The answer must be an exact restatement of all the data.

┌────────

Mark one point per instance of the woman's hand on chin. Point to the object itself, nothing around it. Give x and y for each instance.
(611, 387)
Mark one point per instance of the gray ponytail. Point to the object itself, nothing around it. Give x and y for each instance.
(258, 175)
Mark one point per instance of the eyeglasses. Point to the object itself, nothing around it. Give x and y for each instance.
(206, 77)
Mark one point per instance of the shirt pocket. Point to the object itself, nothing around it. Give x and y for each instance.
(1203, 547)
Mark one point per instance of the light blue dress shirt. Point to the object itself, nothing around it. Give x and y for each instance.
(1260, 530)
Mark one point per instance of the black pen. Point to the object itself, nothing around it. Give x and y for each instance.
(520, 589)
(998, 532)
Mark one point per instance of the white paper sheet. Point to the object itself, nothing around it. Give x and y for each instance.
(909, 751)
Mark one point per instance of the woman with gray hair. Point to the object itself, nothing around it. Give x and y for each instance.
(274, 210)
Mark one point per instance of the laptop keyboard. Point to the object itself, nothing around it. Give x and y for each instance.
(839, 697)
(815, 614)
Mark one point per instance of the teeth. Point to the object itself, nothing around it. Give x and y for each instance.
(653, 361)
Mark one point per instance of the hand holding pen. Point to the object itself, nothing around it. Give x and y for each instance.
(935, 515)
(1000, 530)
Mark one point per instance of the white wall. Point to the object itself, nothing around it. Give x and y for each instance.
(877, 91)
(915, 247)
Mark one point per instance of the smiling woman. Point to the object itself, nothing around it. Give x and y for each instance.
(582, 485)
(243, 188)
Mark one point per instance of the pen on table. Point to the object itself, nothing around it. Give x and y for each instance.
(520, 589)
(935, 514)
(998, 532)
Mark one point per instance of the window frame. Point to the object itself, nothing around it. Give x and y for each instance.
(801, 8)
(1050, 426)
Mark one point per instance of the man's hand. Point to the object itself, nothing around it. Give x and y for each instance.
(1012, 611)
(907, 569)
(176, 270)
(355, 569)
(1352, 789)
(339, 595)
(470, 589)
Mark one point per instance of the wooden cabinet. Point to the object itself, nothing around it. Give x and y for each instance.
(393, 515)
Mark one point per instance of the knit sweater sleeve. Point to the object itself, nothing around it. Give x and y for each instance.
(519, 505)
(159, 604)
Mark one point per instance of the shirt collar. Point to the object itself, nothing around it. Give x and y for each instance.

└────────

SOLUTION FOR THIS PROBLEM:
Mark one point per instance of the woman's hand on chin. Point to the object itself, nothing around it. Give x and y for each instance.
(611, 387)
Mark one point per instance of the gray ponytail. Point to the object itself, nothing around it. Give x and y for each instance.
(258, 175)
Mark one point per instance of the eyeglasses. Point to the object itself, nothing around it. Give x and y for each instance.
(206, 77)
Mark one point per instance of the shirt pocket. Point to the object itself, nothing around it. Give x and y for each instance.
(1203, 547)
Mark one point per instance of the light blue dress shirt. Point to the object itself, nothing around it. Give x and y for each instance.
(1260, 530)
Mark one point per instance of the black pen. Point to the object itself, nothing around it. Give x and y for each instance.
(520, 589)
(998, 532)
Mark one point per instance of the white paper sheet. Point to the object itself, nothing around it. Give x and y for each instance.
(909, 751)
Mark one point per instance of the woman with gray hair. Point to the object itself, nothing around it. Give x and y for each instance.
(274, 210)
Mark one point per instance of the laptop keyboard. Point to the object itself, nothing around it. Give x and y for each instance.
(839, 697)
(815, 614)
Mark one point per instance of the teeth. Point to the object itself, nothing around it. Give x and y for each instance.
(653, 361)
Mark one point per instance of the hand holding pen. Point to the object itself, nothing around it. Give x and y for each instance.
(935, 515)
(1000, 530)
Mark one point per instance of the white wall. Point to the object itself, nothing around it. Give x and y for each instance.
(877, 91)
(915, 247)
Mark one point per instance of the smiling woman. Point to the object itself, nothing around it. Give x and y for each instance.
(582, 485)
(243, 188)
Mark one point per instance of the pen on table. Point to the object itself, nothing around it. Give x and y for each instance.
(520, 589)
(935, 514)
(998, 532)
Mark one point per instance of the window frame. Point to the object itself, nothing around it. Give x and y for each instance.
(801, 8)
(1050, 426)
Mark one point per instance of the man's hand. Point to the object itself, nothing around it. Give x and y for each instance.
(1012, 611)
(907, 569)
(176, 270)
(355, 569)
(1352, 789)
(339, 595)
(470, 589)
Mark one point per instance of the wooden cabinet. Point to the object itself, nothing around it. Give x and y for each instance.
(393, 515)
Mark one point per instance of the knit sweater sleeve. Point to the object itself, nothing around it. Give x and y for each instance.
(519, 505)
(159, 604)
Mark one point per instance of the shirt collar. Point to the object itself, nothing around it. Give x and y for each instance.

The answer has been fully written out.